**Your assignment:** Below are the records. Retype exactly the lines between the lines holding "[locate] ceiling fan" and "[locate] chair leg (one marker per instance)", inclusive.

Stored dataset items
------------------------------------------------------------
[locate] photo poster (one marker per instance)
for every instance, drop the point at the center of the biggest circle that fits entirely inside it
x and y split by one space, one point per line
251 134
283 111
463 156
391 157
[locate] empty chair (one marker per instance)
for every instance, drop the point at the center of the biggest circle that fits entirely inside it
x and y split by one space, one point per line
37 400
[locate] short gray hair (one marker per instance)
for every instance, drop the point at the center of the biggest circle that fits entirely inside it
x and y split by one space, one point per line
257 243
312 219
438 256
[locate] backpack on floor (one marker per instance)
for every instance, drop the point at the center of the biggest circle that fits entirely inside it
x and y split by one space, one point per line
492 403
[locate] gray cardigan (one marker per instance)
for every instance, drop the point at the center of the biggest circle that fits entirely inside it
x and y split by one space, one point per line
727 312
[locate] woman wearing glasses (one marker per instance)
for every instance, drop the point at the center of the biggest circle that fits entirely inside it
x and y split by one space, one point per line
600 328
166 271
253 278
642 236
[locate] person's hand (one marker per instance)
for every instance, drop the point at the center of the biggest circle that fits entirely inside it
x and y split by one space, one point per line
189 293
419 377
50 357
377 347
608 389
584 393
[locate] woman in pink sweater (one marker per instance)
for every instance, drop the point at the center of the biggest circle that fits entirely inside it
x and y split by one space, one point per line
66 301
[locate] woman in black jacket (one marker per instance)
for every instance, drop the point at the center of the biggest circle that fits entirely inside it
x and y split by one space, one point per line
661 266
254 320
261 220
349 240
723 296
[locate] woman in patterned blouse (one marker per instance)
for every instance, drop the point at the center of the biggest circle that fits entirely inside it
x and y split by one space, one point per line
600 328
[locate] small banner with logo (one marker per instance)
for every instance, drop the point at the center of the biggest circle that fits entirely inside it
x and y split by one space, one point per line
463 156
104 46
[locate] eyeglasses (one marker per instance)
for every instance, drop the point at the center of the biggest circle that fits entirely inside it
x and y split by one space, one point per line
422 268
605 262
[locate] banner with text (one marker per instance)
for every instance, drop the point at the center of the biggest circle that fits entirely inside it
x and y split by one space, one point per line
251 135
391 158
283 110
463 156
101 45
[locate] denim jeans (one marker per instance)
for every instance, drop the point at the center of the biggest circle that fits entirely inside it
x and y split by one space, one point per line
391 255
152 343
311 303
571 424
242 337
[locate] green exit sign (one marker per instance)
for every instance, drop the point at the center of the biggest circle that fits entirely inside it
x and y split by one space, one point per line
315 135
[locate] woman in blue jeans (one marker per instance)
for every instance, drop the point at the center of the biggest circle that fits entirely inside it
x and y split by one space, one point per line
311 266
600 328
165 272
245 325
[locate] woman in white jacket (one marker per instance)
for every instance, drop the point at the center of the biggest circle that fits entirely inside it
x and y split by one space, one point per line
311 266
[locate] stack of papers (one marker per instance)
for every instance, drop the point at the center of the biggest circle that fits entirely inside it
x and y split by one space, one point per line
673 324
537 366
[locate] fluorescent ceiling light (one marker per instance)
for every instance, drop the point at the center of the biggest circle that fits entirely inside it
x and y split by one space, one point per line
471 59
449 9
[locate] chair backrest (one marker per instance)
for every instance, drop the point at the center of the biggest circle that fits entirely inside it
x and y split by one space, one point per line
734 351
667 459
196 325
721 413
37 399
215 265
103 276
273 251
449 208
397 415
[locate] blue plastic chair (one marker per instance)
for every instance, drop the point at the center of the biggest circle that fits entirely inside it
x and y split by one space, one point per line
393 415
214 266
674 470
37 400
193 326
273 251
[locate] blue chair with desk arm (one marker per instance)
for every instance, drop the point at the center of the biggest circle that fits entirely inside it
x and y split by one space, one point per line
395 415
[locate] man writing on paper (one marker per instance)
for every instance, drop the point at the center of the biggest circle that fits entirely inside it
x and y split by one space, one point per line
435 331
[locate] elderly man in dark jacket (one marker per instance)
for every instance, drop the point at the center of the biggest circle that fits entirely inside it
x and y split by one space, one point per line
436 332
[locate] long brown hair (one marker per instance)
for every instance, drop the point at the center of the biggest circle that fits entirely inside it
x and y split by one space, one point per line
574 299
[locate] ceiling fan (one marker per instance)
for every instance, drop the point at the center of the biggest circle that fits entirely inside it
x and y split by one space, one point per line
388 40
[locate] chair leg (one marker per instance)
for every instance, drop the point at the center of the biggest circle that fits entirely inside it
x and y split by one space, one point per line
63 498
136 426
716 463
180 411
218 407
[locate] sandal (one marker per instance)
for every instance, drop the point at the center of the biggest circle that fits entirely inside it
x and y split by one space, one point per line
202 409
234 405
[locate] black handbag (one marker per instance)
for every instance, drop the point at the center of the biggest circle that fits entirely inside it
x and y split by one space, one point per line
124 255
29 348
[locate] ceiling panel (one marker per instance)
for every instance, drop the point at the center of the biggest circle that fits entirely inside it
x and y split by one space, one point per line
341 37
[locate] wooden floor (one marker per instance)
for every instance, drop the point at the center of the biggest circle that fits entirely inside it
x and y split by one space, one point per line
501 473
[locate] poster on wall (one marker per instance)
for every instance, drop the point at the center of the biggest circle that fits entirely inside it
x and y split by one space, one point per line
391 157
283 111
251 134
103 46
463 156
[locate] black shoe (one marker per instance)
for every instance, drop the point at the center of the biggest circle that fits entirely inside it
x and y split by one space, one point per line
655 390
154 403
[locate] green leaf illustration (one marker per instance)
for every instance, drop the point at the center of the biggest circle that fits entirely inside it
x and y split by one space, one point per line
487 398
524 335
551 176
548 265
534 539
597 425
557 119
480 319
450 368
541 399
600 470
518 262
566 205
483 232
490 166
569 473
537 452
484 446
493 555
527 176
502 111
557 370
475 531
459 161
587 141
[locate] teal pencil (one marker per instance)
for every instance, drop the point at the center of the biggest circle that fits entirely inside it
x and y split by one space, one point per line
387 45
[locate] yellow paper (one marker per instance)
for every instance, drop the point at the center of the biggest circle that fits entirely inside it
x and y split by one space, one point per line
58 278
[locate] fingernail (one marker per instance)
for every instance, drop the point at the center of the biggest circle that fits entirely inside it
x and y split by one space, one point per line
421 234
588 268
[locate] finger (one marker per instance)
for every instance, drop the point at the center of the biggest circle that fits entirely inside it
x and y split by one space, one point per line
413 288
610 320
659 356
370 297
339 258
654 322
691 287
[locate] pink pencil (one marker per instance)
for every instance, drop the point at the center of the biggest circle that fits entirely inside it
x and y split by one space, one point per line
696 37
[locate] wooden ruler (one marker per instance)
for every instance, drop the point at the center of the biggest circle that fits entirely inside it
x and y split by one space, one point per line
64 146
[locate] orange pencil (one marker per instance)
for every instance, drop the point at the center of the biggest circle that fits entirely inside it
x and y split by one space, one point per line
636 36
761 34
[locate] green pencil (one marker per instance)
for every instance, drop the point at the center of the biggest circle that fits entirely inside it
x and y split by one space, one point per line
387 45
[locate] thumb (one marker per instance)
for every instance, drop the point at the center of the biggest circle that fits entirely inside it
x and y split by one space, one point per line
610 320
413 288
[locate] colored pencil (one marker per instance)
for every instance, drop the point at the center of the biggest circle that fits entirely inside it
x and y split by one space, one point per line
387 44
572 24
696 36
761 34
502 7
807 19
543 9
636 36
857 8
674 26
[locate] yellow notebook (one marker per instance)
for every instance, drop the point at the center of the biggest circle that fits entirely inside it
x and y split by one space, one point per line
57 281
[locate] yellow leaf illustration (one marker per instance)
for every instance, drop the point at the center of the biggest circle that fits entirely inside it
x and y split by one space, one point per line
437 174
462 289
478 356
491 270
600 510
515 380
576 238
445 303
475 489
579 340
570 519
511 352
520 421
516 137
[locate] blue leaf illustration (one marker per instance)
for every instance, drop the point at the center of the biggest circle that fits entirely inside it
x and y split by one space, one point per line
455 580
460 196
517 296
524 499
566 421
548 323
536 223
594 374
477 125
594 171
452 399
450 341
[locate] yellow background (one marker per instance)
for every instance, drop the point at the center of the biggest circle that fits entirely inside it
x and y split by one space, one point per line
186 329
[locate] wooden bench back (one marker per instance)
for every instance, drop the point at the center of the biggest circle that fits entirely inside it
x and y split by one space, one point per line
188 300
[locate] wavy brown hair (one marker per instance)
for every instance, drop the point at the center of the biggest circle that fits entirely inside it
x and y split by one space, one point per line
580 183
------------------------------------------------------------
**Result of the exercise:**
[locate] ceiling fan (one marker per instance)
for every instance, drop the point at the center of the biggest circle that fits entirely inside it
x and y split by one space, one point per line
388 40
[locate] chair leg (one marker per instance)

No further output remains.